Output everything from the line containing "Spot the calm" down through the end of the material below as a JSON list of strings, one string per line, leaving out any blank lines.
:: Exercise material
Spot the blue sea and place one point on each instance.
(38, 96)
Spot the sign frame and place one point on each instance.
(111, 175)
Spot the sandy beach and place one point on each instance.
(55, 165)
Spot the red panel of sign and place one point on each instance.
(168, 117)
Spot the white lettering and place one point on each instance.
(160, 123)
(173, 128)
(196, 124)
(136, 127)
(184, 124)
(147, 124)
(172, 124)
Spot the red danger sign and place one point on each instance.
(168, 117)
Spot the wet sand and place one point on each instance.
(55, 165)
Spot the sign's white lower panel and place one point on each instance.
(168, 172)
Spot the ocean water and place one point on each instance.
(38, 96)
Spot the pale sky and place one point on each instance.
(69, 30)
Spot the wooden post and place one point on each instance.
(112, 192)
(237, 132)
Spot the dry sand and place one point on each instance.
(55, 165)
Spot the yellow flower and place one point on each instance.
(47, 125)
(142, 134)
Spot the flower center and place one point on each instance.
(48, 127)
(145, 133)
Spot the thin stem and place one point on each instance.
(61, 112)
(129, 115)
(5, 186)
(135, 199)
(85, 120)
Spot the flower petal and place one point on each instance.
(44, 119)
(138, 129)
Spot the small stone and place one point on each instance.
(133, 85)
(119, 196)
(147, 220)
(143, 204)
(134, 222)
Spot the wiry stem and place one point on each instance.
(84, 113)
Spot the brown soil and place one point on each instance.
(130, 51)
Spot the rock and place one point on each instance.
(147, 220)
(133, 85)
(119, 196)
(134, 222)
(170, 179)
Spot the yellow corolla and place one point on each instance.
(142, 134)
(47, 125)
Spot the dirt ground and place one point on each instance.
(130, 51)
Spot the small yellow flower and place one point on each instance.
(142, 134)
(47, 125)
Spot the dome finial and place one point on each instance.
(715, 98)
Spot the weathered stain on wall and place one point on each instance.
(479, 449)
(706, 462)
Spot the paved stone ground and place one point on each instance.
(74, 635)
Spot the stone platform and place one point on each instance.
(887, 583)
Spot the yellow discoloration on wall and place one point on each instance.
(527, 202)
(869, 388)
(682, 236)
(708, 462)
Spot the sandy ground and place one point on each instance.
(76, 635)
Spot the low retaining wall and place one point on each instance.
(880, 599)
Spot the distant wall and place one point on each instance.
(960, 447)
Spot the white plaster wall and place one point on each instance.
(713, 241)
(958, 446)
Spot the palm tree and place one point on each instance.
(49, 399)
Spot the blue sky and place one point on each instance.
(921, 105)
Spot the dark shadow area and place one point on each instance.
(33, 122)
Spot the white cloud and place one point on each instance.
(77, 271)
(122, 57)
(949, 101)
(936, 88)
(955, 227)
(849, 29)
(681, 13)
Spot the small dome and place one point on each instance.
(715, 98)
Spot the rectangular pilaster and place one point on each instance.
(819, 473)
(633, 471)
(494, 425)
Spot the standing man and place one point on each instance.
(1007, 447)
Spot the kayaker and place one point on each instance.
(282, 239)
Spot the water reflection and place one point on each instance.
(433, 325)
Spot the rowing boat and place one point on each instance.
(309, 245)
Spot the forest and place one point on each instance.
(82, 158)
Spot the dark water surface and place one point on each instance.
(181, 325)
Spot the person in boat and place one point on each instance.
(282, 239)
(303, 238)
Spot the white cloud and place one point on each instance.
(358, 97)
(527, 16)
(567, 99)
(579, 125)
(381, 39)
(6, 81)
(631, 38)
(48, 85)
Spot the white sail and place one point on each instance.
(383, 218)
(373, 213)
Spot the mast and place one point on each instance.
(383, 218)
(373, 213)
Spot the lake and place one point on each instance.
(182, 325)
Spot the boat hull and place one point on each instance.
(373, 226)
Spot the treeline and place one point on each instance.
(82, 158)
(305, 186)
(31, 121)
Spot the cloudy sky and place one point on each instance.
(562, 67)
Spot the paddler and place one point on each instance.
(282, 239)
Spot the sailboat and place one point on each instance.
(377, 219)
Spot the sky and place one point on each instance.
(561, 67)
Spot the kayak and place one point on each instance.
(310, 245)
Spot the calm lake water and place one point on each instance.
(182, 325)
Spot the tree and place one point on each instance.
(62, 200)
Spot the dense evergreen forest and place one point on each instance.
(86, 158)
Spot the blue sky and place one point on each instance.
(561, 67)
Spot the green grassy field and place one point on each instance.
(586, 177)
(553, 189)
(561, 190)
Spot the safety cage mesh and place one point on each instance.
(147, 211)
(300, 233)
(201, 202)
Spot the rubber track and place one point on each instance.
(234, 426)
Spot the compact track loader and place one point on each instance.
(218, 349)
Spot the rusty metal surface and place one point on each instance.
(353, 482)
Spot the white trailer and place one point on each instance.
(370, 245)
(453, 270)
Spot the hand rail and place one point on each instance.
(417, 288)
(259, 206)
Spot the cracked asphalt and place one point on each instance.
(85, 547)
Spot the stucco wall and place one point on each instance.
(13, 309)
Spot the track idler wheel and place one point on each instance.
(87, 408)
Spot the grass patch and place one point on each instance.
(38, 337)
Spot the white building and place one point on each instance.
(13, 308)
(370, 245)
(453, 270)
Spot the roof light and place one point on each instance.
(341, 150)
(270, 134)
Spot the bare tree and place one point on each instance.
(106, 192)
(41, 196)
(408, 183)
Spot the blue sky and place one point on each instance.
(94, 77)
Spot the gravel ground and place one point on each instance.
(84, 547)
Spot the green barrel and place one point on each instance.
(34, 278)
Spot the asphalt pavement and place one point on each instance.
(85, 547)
::::
**The output**:
[
  "Spot the calm lake water and place one point on each instance.",
  "(182, 325)",
  "Spot the tree and place one point on each instance.",
  "(62, 200)",
  "Spot the dense evergreen forest and place one point on each instance.",
  "(86, 158)",
  "Spot the blue sky and place one point on each instance.",
  "(561, 67)",
  "Spot the green grassy field and place one point on each instance.",
  "(586, 177)",
  "(553, 189)",
  "(561, 190)",
  "Spot the safety cage mesh and place one point on each instance.",
  "(147, 211)",
  "(300, 233)",
  "(201, 202)",
  "Spot the rubber track and place one point on each instance.",
  "(234, 426)",
  "Spot the compact track loader and place one point on each instance.",
  "(218, 349)",
  "Spot the rusty metal surface and place one point on each instance.",
  "(353, 482)",
  "Spot the white trailer and place one point on each instance.",
  "(370, 245)",
  "(453, 270)",
  "Spot the hand rail and place one point on each instance.",
  "(417, 288)",
  "(259, 206)",
  "Spot the cracked asphalt and place one point on each instance.",
  "(85, 547)",
  "Spot the stucco wall and place one point on each instance.",
  "(13, 309)",
  "Spot the track idler wheel and place one point on each instance.",
  "(87, 408)",
  "Spot the grass patch and place one point on each instance.",
  "(38, 337)",
  "Spot the white building and place one point on each instance.",
  "(13, 308)",
  "(370, 245)",
  "(453, 270)",
  "Spot the roof light and place one point on each instance.",
  "(341, 150)",
  "(270, 134)",
  "Spot the bare tree and place one point on each instance.",
  "(106, 192)",
  "(41, 196)",
  "(408, 183)",
  "Spot the blue sky and place one point on each instance.",
  "(94, 77)",
  "Spot the gravel ground and place one point on each instance.",
  "(84, 547)",
  "Spot the green barrel and place one point on each instance.",
  "(34, 278)",
  "Spot the asphalt pavement and place one point on each instance.",
  "(85, 547)"
]